Every record below, from first to last, should be copied exactly; leave the pictures out.

(Items listed in a dataset)
===============
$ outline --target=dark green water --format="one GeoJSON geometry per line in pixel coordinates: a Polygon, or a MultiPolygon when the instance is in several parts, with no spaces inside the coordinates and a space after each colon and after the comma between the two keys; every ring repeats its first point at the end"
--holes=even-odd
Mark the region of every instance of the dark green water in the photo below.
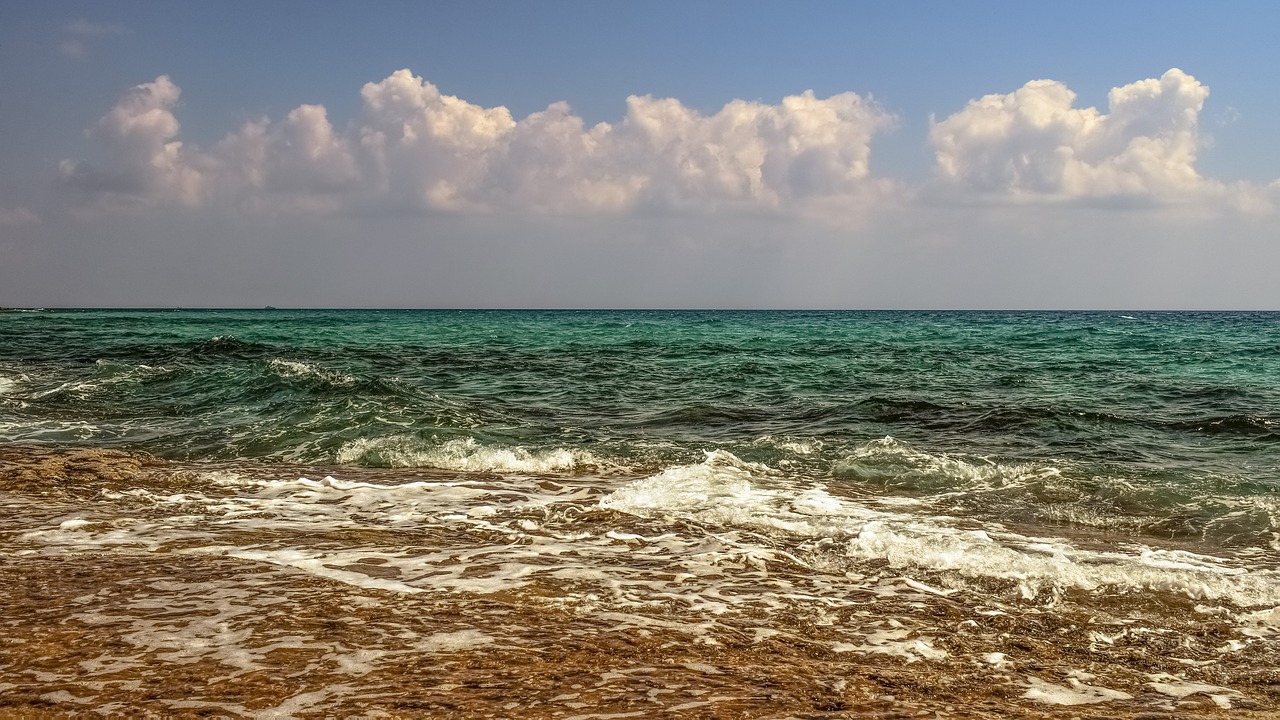
{"type": "Polygon", "coordinates": [[[634,478],[729,453],[949,513],[1280,532],[1280,314],[0,313],[0,441],[634,478]]]}

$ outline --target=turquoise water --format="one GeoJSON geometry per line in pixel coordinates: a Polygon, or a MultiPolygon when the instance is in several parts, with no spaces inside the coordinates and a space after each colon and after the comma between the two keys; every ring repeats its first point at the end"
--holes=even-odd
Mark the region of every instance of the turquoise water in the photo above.
{"type": "Polygon", "coordinates": [[[0,314],[0,441],[646,477],[727,453],[939,511],[1266,548],[1280,314],[0,314]]]}

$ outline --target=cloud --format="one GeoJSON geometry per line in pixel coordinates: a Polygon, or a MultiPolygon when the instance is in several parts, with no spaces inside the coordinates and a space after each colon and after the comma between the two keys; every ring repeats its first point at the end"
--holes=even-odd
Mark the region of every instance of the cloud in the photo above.
{"type": "Polygon", "coordinates": [[[871,189],[871,137],[890,122],[854,93],[735,100],[709,116],[672,98],[632,96],[622,122],[592,128],[556,103],[515,124],[485,192],[553,211],[782,210],[850,199],[871,189]]]}
{"type": "Polygon", "coordinates": [[[179,88],[133,88],[91,135],[100,166],[62,163],[64,183],[111,203],[231,202],[258,209],[396,207],[426,212],[617,213],[740,206],[852,207],[884,191],[872,136],[892,116],[847,92],[770,105],[735,100],[706,115],[633,96],[614,124],[588,127],[565,103],[516,120],[399,70],[368,83],[344,130],[323,106],[245,123],[207,151],[178,140],[179,88]],[[847,202],[846,202],[847,201],[847,202]]]}
{"type": "Polygon", "coordinates": [[[1225,184],[1196,170],[1208,93],[1172,69],[1112,89],[1105,113],[1076,107],[1053,80],[987,95],[931,121],[936,177],[913,189],[871,173],[872,141],[896,119],[852,92],[734,100],[710,114],[636,95],[620,120],[588,125],[563,102],[517,119],[398,70],[364,85],[343,126],[322,105],[300,105],[200,149],[180,139],[181,91],[162,75],[91,130],[103,157],[63,161],[61,178],[110,207],[266,213],[731,211],[857,224],[929,198],[1272,212],[1280,183],[1225,184]]]}
{"type": "Polygon", "coordinates": [[[173,107],[181,93],[167,75],[131,89],[89,133],[106,149],[107,168],[64,160],[64,183],[117,201],[199,204],[205,187],[200,166],[208,159],[187,153],[176,139],[173,107]]]}
{"type": "Polygon", "coordinates": [[[1219,190],[1195,169],[1209,88],[1178,69],[1114,88],[1109,112],[1034,80],[987,95],[930,131],[942,180],[955,188],[1056,198],[1171,199],[1219,190]]]}
{"type": "Polygon", "coordinates": [[[92,41],[111,35],[123,35],[129,29],[116,23],[93,23],[88,20],[76,20],[62,29],[62,40],[58,43],[58,51],[75,60],[89,55],[92,41]]]}
{"type": "Polygon", "coordinates": [[[408,70],[367,83],[360,95],[355,145],[375,187],[425,209],[459,209],[480,199],[515,129],[505,107],[443,95],[408,70]]]}
{"type": "Polygon", "coordinates": [[[25,207],[0,208],[0,227],[19,227],[40,222],[40,216],[25,207]]]}
{"type": "Polygon", "coordinates": [[[332,211],[360,188],[348,143],[320,105],[301,105],[283,122],[245,123],[193,163],[208,183],[193,203],[230,199],[256,209],[332,211]]]}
===============
# Answer box:
$ outline --target=dark green water --format="one GeoJSON geometry per line in pixel coordinates: a Polygon, or a MultiPolygon when the instance is in several parts, with no spaces inside the coordinates and a space after each colon and after the comma between the two keys; every ring repeats its first point at the end"
--holes=even-odd
Mark the region of every instance of the dark green water in the photo below.
{"type": "Polygon", "coordinates": [[[634,478],[729,453],[949,513],[1280,532],[1280,314],[0,313],[0,441],[634,478]]]}

$ outline --target=turquoise water --format="one GeoJSON geometry per line in pixel coordinates: a Polygon, or a MultiPolygon when the instance is in several parts, with no spaces inside the coordinates and a space after each colon and after the comma between the two keys; every ring repeats its first point at the end"
--holes=even-odd
Mark the region of every instance of the turquoise water in the photo above.
{"type": "Polygon", "coordinates": [[[0,314],[0,441],[646,477],[727,453],[939,511],[1266,548],[1280,314],[0,314]]]}

$ outline --target=cloud --format="one GeoJSON geometry per line in pixel coordinates: a Polygon, or a MultiPolygon when the instance is in several parts, with no spaces inside the coordinates and a space after each colon and after the comma between the two keys; every ring repeats its first point at the end"
--holes=even-odd
Mark the region of every instance of the cloud in the photo above.
{"type": "Polygon", "coordinates": [[[871,189],[871,137],[890,122],[854,93],[735,100],[709,116],[672,98],[632,96],[622,122],[592,128],[556,103],[515,124],[485,192],[553,211],[782,210],[850,199],[871,189]]]}
{"type": "Polygon", "coordinates": [[[179,88],[133,88],[91,135],[100,166],[62,163],[64,183],[111,203],[231,202],[258,209],[396,207],[426,212],[617,213],[740,206],[852,207],[884,191],[872,136],[892,116],[847,92],[770,105],[735,100],[706,115],[633,96],[614,124],[588,127],[565,103],[516,120],[399,70],[368,83],[344,130],[323,106],[245,123],[207,151],[178,140],[179,88]],[[847,202],[846,202],[847,201],[847,202]]]}
{"type": "Polygon", "coordinates": [[[1225,184],[1196,170],[1208,93],[1172,69],[1112,89],[1105,113],[1076,107],[1053,80],[987,95],[931,121],[936,177],[913,189],[871,173],[872,141],[896,119],[852,92],[734,100],[710,114],[636,95],[620,120],[588,125],[563,102],[517,119],[398,70],[364,85],[343,126],[322,105],[300,105],[200,149],[180,139],[181,91],[162,75],[91,130],[103,157],[63,161],[61,178],[110,207],[266,213],[731,211],[857,224],[929,198],[1272,212],[1280,183],[1225,184]]]}
{"type": "Polygon", "coordinates": [[[173,107],[181,93],[167,75],[131,89],[89,133],[106,149],[107,168],[64,160],[64,183],[117,201],[199,204],[205,187],[200,166],[208,159],[187,153],[176,139],[173,107]]]}
{"type": "Polygon", "coordinates": [[[1219,190],[1195,169],[1209,88],[1178,69],[1114,88],[1109,112],[1034,80],[987,95],[930,131],[942,180],[955,188],[1056,198],[1171,199],[1219,190]]]}
{"type": "Polygon", "coordinates": [[[92,41],[111,35],[123,35],[129,29],[116,23],[93,23],[88,20],[76,20],[62,29],[62,40],[58,43],[58,51],[75,60],[89,55],[92,41]]]}
{"type": "Polygon", "coordinates": [[[408,70],[367,83],[360,95],[355,145],[375,187],[425,209],[459,209],[480,199],[515,129],[505,107],[443,95],[408,70]]]}
{"type": "Polygon", "coordinates": [[[25,207],[0,208],[0,227],[19,227],[40,222],[40,216],[25,207]]]}
{"type": "Polygon", "coordinates": [[[332,211],[360,188],[348,143],[320,105],[301,105],[283,122],[245,123],[193,163],[208,183],[193,203],[230,199],[256,209],[332,211]]]}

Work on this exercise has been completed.